* [AVAILABLE RECORDS]
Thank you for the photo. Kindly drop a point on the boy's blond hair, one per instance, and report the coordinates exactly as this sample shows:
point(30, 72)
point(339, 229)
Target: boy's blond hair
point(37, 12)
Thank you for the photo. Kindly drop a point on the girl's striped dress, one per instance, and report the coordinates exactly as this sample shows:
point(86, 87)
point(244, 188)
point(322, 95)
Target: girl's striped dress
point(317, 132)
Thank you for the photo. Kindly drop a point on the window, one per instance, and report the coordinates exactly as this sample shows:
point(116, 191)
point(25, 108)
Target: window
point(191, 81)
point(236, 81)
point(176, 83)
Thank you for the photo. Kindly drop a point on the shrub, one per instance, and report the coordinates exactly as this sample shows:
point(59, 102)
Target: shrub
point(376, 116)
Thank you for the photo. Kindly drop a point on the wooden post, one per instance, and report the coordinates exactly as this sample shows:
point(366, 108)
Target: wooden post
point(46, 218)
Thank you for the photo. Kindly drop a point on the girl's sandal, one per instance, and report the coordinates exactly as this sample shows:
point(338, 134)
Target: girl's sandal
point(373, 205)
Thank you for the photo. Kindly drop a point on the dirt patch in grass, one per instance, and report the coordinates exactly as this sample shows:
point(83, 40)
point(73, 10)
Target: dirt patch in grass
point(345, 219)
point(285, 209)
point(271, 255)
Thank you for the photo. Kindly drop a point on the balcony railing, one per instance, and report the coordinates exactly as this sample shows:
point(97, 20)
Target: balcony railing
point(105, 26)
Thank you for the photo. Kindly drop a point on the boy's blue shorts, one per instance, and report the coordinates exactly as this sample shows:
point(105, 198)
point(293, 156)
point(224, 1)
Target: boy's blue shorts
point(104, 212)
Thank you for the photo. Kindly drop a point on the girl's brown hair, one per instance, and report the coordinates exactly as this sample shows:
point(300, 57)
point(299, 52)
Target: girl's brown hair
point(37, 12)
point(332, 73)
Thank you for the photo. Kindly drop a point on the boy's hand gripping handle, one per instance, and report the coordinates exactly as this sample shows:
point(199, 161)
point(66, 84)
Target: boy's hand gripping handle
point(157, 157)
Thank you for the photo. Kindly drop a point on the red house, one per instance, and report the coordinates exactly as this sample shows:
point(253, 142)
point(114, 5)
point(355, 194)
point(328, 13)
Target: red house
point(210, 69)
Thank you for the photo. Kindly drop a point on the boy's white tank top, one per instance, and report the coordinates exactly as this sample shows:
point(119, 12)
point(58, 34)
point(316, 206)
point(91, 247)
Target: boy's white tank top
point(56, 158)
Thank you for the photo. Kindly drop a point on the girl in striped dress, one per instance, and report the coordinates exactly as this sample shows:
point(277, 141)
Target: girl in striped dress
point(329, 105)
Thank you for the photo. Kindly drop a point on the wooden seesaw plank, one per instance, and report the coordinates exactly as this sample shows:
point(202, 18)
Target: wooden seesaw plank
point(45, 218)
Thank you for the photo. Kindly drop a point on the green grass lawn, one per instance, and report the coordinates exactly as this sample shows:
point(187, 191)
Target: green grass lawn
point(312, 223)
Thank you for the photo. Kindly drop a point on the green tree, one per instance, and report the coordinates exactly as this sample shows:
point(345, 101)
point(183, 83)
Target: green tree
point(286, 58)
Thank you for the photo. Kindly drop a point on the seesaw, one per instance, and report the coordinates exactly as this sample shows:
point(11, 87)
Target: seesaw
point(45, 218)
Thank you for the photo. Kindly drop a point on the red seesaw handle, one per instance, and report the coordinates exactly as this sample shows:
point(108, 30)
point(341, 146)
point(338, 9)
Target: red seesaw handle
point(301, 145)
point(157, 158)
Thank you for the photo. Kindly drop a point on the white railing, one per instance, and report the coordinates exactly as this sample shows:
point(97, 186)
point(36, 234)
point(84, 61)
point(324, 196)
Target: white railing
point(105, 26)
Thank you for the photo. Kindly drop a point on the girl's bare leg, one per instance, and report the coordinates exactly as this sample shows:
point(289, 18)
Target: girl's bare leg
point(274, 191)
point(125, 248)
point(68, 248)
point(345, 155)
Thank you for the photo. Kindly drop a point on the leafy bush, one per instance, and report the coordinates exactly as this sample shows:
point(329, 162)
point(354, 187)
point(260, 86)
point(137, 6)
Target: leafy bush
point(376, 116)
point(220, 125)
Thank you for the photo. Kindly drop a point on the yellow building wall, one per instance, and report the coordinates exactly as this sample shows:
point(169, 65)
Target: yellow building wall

* [YOUR GOAL]
Copy word for word the stretch of entries above from the line that has "point(66, 84)" through the line that has "point(91, 247)", both ends included, and nothing outside it.

* [OUTPUT OF THE EXERCISE]
point(66, 84)
Target: boy's hand gripping handle
point(157, 157)
Thank you for the photo. Kindly drop a point on the red house, one per instance, and report the coordinates exactly as this sample shows:
point(253, 142)
point(114, 5)
point(355, 194)
point(328, 13)
Target: red house
point(210, 69)
Thank you for the photo. Kindly drop a point on the boy's white tank top, one per instance, and report the coordinates exactly as this sample shows:
point(119, 12)
point(58, 34)
point(316, 206)
point(91, 247)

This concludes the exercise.